Brief =>
Word for word, reproduce each entry.

= Beginning of Section =

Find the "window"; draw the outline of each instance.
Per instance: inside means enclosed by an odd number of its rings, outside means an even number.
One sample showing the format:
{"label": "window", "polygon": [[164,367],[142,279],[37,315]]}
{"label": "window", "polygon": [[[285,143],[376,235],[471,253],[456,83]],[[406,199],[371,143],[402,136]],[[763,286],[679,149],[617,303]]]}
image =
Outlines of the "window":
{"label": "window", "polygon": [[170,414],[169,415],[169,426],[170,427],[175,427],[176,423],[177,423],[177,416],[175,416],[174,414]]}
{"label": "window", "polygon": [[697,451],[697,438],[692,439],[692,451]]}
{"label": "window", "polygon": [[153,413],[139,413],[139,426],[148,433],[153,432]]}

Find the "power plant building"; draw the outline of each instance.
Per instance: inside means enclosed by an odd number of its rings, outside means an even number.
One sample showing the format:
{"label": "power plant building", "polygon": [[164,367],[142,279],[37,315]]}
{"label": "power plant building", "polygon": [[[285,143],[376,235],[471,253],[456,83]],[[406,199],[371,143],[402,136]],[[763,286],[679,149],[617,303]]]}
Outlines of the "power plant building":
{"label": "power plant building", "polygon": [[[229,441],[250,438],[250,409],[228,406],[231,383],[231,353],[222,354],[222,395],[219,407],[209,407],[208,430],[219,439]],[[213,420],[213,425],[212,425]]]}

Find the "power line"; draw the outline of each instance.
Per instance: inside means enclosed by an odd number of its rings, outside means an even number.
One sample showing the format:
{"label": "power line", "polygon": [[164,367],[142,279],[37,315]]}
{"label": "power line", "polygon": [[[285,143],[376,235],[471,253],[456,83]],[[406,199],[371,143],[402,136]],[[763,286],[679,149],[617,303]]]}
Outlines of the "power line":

= End of Section =

Response area =>
Find the "window"; draw the outline of each instance.
Per instance: inside means enclosed by an odd number of its rings, outside means an even number.
One sample showing the format:
{"label": "window", "polygon": [[164,367],[142,279],[37,315]]}
{"label": "window", "polygon": [[[285,143],[376,235],[471,253],[456,83]],[[406,199],[371,143],[402,136]],[[763,286],[679,149],[617,303]]]}
image =
Outlines of the "window":
{"label": "window", "polygon": [[170,414],[169,415],[169,426],[170,427],[175,427],[176,423],[177,423],[177,416],[175,416],[174,414]]}
{"label": "window", "polygon": [[697,451],[697,438],[692,439],[692,451]]}
{"label": "window", "polygon": [[153,413],[139,413],[139,426],[148,433],[153,432]]}

Find the "power plant building"; draw the outline of each instance.
Per instance: inside means enclosed by an odd number of its rings, outside means an even number.
One sample showing the format:
{"label": "power plant building", "polygon": [[164,367],[142,279],[37,315]]}
{"label": "power plant building", "polygon": [[[285,143],[376,235],[471,253],[456,83]],[[406,199],[371,143],[402,136]],[[763,286],[679,149],[617,303]]]}
Outlines of the "power plant building":
{"label": "power plant building", "polygon": [[[229,441],[250,438],[250,409],[228,406],[231,383],[231,353],[222,354],[222,395],[219,407],[209,407],[208,430],[219,439]],[[213,420],[213,425],[212,425]]]}

Find the "power line"; draw the outline of each instance.
Per instance: inside means enclosed by an odd number of its rings, outside means an even number.
One sample showing the format:
{"label": "power line", "polygon": [[164,367],[142,279],[37,315]]}
{"label": "power line", "polygon": [[[285,143],[376,235],[471,253],[456,83]],[[406,199],[371,143],[402,136]],[[763,286],[679,149],[617,303]]]}
Outlines of the "power line":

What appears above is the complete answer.